> Written exercise
Retype nothing but the lines running from the line that contains "Where can the boat deck" to the last line, both ends included, and skip every image.
* Begin Record list *
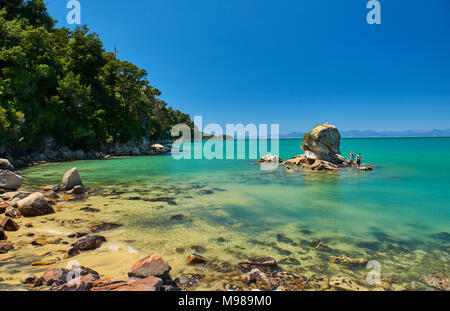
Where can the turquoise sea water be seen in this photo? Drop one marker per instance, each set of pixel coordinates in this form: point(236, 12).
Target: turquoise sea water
point(398, 214)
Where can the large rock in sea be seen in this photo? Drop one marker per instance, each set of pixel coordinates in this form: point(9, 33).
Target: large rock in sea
point(71, 179)
point(323, 143)
point(10, 180)
point(322, 148)
point(34, 205)
point(6, 165)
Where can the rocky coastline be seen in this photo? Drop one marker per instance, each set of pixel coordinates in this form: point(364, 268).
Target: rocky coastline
point(50, 152)
point(56, 260)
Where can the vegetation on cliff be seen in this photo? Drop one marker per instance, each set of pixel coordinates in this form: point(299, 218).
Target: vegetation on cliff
point(59, 83)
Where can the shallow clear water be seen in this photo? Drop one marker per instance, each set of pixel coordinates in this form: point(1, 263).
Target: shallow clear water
point(235, 210)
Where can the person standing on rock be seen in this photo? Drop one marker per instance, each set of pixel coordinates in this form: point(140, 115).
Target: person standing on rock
point(358, 160)
point(351, 158)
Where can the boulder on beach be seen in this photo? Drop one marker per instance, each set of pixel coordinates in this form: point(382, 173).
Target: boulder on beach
point(34, 205)
point(10, 180)
point(150, 265)
point(71, 179)
point(6, 165)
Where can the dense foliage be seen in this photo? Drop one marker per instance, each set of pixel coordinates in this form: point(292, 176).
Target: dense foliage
point(62, 84)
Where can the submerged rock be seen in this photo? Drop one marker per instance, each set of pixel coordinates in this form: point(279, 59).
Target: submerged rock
point(77, 190)
point(343, 283)
point(9, 225)
point(5, 246)
point(270, 158)
point(12, 212)
point(34, 205)
point(102, 226)
point(196, 259)
point(10, 180)
point(148, 284)
point(6, 165)
point(265, 264)
point(2, 234)
point(150, 265)
point(441, 283)
point(71, 179)
point(348, 261)
point(258, 277)
point(86, 243)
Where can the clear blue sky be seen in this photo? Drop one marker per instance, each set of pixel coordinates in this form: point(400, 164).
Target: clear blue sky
point(296, 63)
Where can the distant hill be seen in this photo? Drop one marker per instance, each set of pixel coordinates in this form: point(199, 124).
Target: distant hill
point(385, 134)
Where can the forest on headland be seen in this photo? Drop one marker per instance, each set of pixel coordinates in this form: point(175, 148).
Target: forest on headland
point(62, 84)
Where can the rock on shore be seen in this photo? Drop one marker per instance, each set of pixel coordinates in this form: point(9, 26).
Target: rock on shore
point(34, 205)
point(6, 165)
point(10, 180)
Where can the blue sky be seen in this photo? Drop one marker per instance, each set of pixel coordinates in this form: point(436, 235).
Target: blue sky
point(296, 63)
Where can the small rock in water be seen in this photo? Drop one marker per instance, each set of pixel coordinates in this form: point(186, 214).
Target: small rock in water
point(265, 264)
point(77, 235)
point(346, 284)
point(12, 212)
point(151, 265)
point(196, 259)
point(259, 277)
point(178, 217)
point(198, 248)
point(43, 263)
point(87, 243)
point(347, 260)
point(289, 261)
point(134, 198)
point(9, 225)
point(54, 188)
point(6, 165)
point(44, 241)
point(444, 236)
point(90, 210)
point(148, 284)
point(5, 246)
point(441, 283)
point(51, 194)
point(319, 245)
point(28, 279)
point(284, 239)
point(206, 192)
point(77, 190)
point(34, 205)
point(71, 179)
point(102, 226)
point(2, 234)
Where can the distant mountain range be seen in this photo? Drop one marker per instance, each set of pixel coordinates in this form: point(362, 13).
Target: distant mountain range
point(374, 134)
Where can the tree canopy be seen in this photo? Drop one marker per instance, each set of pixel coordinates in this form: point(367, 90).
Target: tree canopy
point(61, 83)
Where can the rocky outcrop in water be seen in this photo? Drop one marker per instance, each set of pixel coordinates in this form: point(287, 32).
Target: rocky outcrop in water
point(322, 151)
point(323, 143)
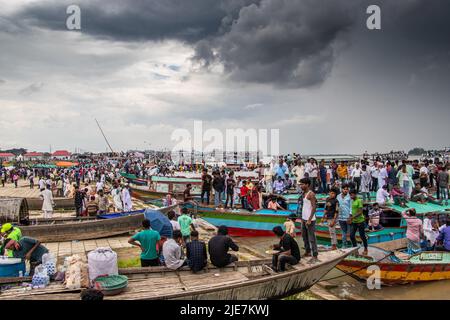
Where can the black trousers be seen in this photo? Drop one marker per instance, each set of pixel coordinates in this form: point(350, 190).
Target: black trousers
point(374, 184)
point(149, 263)
point(279, 261)
point(230, 198)
point(357, 181)
point(208, 194)
point(362, 233)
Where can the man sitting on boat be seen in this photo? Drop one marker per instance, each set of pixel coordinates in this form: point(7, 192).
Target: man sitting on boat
point(279, 186)
point(172, 252)
point(146, 240)
point(9, 231)
point(289, 252)
point(218, 247)
point(383, 196)
point(414, 231)
point(399, 197)
point(196, 253)
point(28, 249)
point(443, 240)
point(374, 217)
point(421, 195)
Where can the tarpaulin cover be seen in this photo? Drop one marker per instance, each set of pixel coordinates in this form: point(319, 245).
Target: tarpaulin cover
point(159, 222)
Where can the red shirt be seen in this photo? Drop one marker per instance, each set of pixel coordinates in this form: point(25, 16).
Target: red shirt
point(244, 191)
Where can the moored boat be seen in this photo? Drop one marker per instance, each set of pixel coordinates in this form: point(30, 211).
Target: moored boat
point(242, 223)
point(160, 186)
point(244, 280)
point(15, 210)
point(396, 267)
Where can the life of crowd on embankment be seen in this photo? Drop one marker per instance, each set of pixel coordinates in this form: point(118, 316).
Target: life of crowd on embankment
point(265, 228)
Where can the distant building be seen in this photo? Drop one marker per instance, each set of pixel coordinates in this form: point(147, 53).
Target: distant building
point(6, 156)
point(32, 156)
point(61, 155)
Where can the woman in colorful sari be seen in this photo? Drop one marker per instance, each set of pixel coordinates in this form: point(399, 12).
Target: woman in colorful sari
point(254, 198)
point(414, 231)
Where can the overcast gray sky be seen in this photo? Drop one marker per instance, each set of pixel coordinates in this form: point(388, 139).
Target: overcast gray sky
point(310, 68)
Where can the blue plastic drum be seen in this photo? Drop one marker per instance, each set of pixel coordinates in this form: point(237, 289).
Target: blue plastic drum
point(11, 267)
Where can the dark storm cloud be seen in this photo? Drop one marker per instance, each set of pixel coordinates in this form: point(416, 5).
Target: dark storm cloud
point(135, 20)
point(288, 43)
point(31, 89)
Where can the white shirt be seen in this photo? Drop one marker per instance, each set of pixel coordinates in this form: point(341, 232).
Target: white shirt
point(172, 254)
point(175, 225)
point(307, 208)
point(299, 172)
point(382, 177)
point(47, 205)
point(374, 172)
point(382, 196)
point(99, 186)
point(428, 231)
point(356, 173)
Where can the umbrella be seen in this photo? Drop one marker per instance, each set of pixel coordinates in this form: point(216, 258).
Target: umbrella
point(159, 222)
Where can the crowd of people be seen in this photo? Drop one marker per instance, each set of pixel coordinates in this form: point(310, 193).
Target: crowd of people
point(350, 187)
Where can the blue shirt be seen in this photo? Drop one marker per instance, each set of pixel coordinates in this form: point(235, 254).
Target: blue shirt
point(148, 239)
point(280, 171)
point(345, 206)
point(444, 236)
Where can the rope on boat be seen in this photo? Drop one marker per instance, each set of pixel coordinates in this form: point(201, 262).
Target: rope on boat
point(362, 268)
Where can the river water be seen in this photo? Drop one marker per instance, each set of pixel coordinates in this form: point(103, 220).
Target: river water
point(420, 291)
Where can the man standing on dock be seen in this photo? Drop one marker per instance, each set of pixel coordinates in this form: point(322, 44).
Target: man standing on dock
point(146, 240)
point(309, 220)
point(48, 204)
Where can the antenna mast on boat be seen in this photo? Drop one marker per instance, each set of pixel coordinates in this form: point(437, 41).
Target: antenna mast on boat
point(103, 134)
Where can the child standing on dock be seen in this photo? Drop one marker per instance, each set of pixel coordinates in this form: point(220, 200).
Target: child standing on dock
point(330, 216)
point(357, 221)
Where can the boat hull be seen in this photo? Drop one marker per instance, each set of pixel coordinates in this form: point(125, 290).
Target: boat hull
point(244, 280)
point(60, 203)
point(83, 229)
point(398, 273)
point(242, 223)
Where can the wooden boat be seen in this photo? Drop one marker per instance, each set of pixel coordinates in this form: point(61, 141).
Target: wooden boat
point(396, 267)
point(15, 210)
point(86, 228)
point(242, 223)
point(132, 178)
point(59, 230)
point(161, 186)
point(60, 203)
point(244, 280)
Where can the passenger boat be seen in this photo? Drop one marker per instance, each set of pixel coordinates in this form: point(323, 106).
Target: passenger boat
point(70, 228)
point(396, 267)
point(243, 280)
point(242, 223)
point(161, 186)
point(83, 228)
point(132, 178)
point(60, 203)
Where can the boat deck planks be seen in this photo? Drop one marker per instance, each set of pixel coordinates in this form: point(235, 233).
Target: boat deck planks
point(244, 279)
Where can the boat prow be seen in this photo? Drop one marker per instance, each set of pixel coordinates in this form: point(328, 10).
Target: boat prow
point(240, 281)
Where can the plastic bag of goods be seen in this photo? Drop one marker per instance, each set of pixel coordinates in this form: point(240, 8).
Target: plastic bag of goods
point(40, 278)
point(102, 262)
point(77, 274)
point(49, 262)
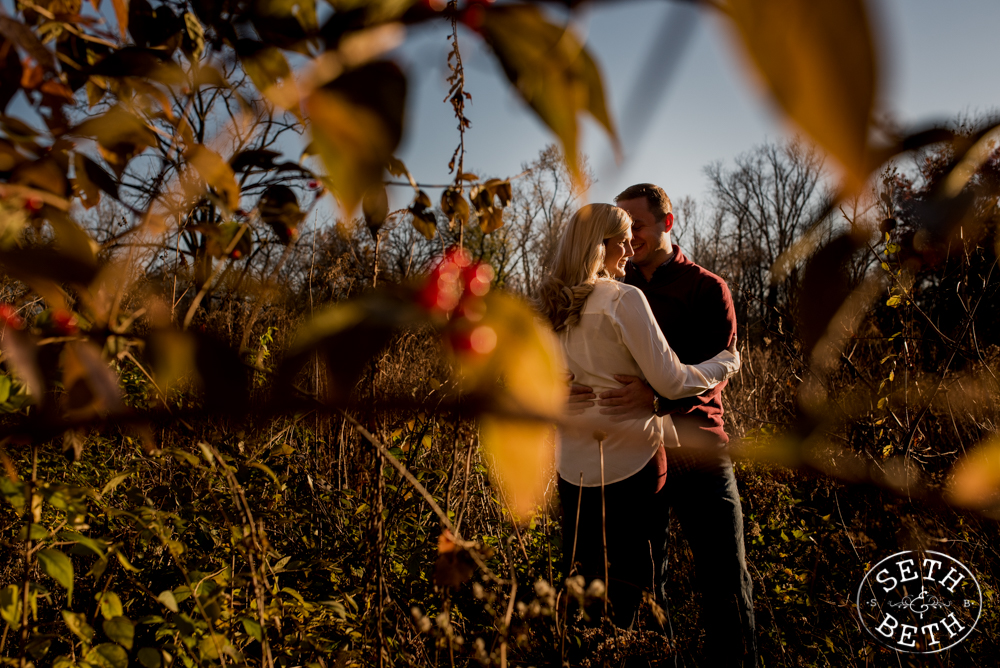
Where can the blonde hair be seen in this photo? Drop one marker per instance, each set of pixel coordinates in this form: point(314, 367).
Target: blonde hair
point(579, 263)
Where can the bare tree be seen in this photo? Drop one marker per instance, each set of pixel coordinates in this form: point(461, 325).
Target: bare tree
point(760, 208)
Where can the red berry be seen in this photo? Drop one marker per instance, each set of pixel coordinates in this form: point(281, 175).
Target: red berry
point(33, 204)
point(9, 316)
point(64, 322)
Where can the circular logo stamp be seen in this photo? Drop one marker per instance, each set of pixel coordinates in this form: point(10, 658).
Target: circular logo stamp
point(919, 602)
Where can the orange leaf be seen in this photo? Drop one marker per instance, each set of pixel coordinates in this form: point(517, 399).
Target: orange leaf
point(121, 13)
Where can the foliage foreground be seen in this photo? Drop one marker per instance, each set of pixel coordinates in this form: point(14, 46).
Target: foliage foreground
point(237, 432)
* End Record list *
> Solved problem
Where can the boat deck planks be seen in this photo? Drop one marker per instance, each set of pixel coordinates in this form: point(235, 233).
Target: boat deck planks
point(244, 279)
Where can the boat prow be seen in this photo? Drop one marker per instance, each set of pixel coordinates in this form: point(328, 10).
Target: boat prow
point(240, 281)
Where can the plastic bag of goods be seen in this photo? Drop one marker per instance, each set of pixel coordinates in this form: point(240, 8).
Target: plastic bag of goods
point(40, 278)
point(102, 262)
point(77, 274)
point(49, 262)
Where can the blonde hair be seen in this photo? Drop one marker per instance, each set of pixel coordinates in this form: point(314, 367).
Target: blonde hair
point(579, 263)
Where can the bare tree be seen in this photo? Drop one marker per instance, each set of pixel coordinates in this form: point(461, 325).
Target: bare tree
point(760, 208)
Where can the red berry be seen in this photo? Drop one marker per instance, each set of pixel coordinates in this form: point(281, 175).
Target: red berry
point(33, 204)
point(9, 316)
point(64, 322)
Where can the circular logo stamp be seen in this photo? Drop one marker per instance, each set of pixel coordinates in this form: point(10, 658).
Target: circular logo stamp
point(919, 602)
Where can the orange leaf be seen in this photo? Drop one marker per instance, each set of pixel coordinates in this form: point(517, 399).
Target: orange leaf
point(121, 13)
Where can the foliage foreground be seen in this photo? Drop one marker per instance, each set of pixel coordinates in this form: point(14, 46).
Target: foliage foreground
point(237, 432)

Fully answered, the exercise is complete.